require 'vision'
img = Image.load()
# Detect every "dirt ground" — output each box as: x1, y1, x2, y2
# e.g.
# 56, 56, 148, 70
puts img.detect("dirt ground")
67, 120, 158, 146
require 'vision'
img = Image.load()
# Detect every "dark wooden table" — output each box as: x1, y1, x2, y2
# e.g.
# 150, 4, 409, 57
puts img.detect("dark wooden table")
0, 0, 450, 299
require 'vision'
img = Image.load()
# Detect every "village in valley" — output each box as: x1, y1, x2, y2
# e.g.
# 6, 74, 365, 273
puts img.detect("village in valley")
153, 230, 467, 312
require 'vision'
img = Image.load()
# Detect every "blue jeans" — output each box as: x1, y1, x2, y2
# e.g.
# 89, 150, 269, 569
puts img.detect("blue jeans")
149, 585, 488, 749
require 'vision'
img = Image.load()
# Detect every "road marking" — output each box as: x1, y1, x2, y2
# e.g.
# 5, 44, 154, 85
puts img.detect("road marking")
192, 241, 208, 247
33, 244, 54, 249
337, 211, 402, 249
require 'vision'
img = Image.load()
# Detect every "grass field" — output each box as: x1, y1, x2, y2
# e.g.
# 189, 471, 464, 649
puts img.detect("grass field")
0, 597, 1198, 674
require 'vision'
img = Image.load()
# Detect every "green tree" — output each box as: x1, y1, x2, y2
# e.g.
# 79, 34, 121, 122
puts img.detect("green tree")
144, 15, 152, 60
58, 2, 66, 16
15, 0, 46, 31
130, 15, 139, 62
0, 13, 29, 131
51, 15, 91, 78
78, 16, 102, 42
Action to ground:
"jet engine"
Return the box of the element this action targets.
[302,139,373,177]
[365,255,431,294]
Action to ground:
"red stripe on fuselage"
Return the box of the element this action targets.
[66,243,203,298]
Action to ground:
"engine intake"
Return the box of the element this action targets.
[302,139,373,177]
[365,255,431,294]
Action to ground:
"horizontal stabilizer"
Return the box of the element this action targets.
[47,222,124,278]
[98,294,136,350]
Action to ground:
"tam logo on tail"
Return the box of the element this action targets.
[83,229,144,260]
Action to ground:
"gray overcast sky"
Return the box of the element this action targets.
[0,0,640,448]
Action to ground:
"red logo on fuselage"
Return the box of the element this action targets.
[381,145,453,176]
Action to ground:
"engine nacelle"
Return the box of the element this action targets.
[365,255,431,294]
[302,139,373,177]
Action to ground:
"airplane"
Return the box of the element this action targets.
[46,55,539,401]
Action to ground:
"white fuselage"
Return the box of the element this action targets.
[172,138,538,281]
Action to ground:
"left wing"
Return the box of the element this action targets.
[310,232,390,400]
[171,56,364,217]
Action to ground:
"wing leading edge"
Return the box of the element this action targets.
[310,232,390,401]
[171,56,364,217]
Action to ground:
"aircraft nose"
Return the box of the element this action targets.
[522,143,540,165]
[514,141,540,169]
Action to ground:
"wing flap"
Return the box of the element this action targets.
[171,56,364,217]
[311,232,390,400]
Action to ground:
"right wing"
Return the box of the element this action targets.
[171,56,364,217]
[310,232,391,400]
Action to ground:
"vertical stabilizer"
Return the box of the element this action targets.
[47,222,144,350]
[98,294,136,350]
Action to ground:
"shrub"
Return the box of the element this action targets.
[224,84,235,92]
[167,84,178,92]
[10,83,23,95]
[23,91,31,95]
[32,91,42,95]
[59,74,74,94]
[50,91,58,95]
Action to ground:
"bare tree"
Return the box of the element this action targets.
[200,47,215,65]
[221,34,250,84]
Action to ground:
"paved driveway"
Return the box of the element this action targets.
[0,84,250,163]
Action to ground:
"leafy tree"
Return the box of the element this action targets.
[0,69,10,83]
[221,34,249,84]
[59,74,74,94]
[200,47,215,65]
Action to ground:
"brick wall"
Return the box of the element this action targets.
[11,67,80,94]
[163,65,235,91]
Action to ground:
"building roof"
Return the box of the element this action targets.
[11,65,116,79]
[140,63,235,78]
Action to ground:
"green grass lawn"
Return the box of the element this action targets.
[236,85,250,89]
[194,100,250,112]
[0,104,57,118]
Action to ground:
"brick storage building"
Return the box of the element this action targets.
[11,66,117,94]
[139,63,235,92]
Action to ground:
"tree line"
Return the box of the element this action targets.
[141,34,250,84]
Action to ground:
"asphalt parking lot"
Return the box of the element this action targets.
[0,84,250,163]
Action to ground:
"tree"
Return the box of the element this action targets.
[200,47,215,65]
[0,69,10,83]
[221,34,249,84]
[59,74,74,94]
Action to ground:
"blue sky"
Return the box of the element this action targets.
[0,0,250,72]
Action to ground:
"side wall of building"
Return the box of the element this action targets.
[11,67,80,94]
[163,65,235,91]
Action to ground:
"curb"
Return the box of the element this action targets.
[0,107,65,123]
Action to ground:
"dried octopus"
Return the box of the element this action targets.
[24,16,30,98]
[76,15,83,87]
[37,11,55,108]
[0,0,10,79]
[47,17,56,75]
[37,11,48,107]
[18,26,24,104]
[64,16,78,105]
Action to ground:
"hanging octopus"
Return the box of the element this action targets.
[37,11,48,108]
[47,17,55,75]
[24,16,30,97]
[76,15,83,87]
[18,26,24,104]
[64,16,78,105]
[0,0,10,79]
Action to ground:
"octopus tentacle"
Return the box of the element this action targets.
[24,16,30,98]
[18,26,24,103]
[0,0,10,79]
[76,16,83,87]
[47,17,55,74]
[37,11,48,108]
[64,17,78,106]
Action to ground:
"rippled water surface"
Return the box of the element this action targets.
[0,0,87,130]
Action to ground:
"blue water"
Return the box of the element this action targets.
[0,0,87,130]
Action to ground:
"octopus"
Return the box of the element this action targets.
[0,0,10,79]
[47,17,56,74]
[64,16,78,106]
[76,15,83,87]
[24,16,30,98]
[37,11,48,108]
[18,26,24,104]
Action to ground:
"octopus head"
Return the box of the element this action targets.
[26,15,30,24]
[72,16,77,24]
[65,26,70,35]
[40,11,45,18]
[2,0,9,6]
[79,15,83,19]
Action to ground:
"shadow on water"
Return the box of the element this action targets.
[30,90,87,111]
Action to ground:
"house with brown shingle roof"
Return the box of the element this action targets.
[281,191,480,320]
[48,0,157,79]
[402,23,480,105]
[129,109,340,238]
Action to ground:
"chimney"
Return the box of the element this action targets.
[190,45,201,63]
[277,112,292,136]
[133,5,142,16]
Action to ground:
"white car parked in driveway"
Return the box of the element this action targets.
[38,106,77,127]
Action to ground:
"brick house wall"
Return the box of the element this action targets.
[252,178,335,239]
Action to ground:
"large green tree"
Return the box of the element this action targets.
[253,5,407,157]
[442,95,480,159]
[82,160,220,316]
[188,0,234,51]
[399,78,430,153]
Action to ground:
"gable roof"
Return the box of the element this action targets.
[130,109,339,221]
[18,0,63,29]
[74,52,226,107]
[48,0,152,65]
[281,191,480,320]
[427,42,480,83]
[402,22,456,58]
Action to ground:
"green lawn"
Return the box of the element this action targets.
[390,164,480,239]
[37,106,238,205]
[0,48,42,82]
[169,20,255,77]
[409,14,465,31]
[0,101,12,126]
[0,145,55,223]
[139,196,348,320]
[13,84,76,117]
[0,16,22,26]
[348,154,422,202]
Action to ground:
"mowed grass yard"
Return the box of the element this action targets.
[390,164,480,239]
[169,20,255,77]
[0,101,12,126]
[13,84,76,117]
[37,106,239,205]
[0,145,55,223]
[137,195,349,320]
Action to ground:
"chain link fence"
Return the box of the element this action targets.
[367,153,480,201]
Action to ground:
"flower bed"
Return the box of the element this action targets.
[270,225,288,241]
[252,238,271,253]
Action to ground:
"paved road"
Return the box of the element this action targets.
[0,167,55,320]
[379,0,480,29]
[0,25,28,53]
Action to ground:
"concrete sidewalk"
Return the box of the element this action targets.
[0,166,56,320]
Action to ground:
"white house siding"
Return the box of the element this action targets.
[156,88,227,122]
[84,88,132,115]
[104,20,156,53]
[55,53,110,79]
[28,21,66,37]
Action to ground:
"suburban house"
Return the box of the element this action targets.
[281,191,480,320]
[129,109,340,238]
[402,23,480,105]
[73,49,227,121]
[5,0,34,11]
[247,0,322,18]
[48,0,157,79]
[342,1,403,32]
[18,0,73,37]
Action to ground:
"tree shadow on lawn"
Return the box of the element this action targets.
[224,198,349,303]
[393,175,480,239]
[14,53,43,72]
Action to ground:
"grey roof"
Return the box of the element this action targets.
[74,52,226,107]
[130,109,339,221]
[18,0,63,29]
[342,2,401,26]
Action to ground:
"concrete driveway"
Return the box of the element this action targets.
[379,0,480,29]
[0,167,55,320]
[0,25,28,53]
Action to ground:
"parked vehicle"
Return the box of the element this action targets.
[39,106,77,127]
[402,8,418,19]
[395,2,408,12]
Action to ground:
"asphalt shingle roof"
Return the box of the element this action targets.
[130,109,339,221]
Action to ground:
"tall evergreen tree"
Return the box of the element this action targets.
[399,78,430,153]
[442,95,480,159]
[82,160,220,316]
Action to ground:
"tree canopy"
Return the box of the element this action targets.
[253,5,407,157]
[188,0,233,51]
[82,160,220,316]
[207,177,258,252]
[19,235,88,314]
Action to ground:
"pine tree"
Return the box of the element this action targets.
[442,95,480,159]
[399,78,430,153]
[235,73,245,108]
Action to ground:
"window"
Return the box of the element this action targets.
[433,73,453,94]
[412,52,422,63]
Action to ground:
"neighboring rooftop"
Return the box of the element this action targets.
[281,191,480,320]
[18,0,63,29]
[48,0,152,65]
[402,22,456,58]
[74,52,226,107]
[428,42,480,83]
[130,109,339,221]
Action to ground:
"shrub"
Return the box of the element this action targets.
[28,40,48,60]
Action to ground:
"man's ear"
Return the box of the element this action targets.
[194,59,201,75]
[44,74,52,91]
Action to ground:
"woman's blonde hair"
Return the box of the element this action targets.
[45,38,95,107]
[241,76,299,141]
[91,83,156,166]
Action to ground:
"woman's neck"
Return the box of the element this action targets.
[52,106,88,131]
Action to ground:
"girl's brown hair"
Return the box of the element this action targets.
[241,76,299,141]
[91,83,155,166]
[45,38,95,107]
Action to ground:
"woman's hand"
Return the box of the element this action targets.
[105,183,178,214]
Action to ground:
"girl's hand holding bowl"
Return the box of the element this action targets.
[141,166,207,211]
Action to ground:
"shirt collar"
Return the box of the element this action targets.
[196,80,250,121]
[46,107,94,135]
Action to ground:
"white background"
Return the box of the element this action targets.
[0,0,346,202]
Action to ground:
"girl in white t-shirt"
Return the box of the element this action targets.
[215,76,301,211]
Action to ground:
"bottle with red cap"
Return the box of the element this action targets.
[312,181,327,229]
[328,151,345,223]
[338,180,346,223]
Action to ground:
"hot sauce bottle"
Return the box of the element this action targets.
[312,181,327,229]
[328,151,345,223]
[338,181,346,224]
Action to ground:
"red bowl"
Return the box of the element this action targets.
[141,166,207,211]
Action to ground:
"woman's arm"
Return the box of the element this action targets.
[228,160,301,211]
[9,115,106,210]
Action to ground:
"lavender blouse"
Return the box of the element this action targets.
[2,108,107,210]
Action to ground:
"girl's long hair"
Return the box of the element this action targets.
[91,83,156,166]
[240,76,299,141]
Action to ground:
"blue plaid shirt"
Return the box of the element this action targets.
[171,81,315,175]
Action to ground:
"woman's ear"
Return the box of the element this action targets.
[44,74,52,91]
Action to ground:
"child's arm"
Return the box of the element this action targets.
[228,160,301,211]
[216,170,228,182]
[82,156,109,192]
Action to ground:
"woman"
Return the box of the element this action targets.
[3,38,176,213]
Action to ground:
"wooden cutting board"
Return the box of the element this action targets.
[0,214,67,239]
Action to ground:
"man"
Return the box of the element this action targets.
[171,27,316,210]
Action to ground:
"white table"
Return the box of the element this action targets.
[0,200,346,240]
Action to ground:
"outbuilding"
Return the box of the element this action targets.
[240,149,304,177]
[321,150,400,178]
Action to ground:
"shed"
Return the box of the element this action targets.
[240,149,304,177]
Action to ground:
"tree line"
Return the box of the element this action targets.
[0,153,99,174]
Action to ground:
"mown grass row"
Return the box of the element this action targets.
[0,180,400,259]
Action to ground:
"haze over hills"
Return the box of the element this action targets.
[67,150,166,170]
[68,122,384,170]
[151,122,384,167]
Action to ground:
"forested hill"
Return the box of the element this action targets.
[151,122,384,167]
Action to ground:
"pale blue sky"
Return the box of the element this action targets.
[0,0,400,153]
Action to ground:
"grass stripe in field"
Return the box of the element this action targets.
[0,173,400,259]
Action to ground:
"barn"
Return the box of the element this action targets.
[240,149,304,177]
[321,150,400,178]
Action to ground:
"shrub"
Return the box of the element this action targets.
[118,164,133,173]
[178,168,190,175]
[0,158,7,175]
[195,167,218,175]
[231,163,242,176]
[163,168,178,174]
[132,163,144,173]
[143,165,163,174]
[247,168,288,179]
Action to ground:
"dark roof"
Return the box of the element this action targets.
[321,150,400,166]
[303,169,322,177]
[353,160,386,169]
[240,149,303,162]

----------------

What is asked —
Render the records from the very first line up to and including the line containing "0, 597, 1198, 674" as a Markdown table with two columns, Row and Text. Give each line its row number and skip any blank lines.

Full answer —
| Row | Text |
|---|---|
| 1 | require 'vision' |
| 2 | img = Image.load() |
| 3 | # Detect every "dirt ground" — output each box as: x1, y1, x2, y2 |
| 4 | # e.g. |
| 5 | # 56, 56, 148, 70 |
| 6 | puts img.detect("dirt ground") |
| 7 | 67, 120, 158, 146 |
| 8 | require 'vision' |
| 9 | img = Image.load() |
| 10 | # Detect every "dark wooden table" — output each box as: x1, y1, x2, y2 |
| 11 | # e.g. |
| 12 | # 150, 4, 409, 57 |
| 13 | puts img.detect("dark wooden table") |
| 14 | 0, 0, 450, 299 |
| 15 | require 'vision' |
| 16 | img = Image.load() |
| 17 | # Detect every "village in valley" — output each box as: x1, y1, x2, y2 |
| 18 | # e.g. |
| 19 | # 6, 74, 365, 273 |
| 20 | puts img.detect("village in valley") |
| 21 | 153, 230, 467, 312 |
| 22 | require 'vision' |
| 23 | img = Image.load() |
| 24 | # Detect every "blue jeans" — output each box as: x1, y1, x2, y2 |
| 25 | # e.g. |
| 26 | # 89, 150, 269, 569 |
| 27 | puts img.detect("blue jeans") |
| 28 | 149, 585, 488, 749 |
| 29 | require 'vision' |
| 30 | img = Image.load() |
| 31 | # Detect every "road marking" — output each box as: x1, y1, x2, y2 |
| 32 | # e.g. |
| 33 | # 5, 44, 154, 85 |
| 34 | puts img.detect("road marking") |
| 35 | 192, 241, 208, 247 |
| 36 | 33, 244, 54, 249 |
| 37 | 337, 211, 402, 249 |
| 38 | require 'vision' |
| 39 | img = Image.load() |
| 40 | # Detect every "grass field" — output each box as: x1, y1, x2, y2 |
| 41 | # e.g. |
| 42 | # 189, 471, 464, 649 |
| 43 | puts img.detect("grass field") |
| 44 | 0, 597, 1198, 674 |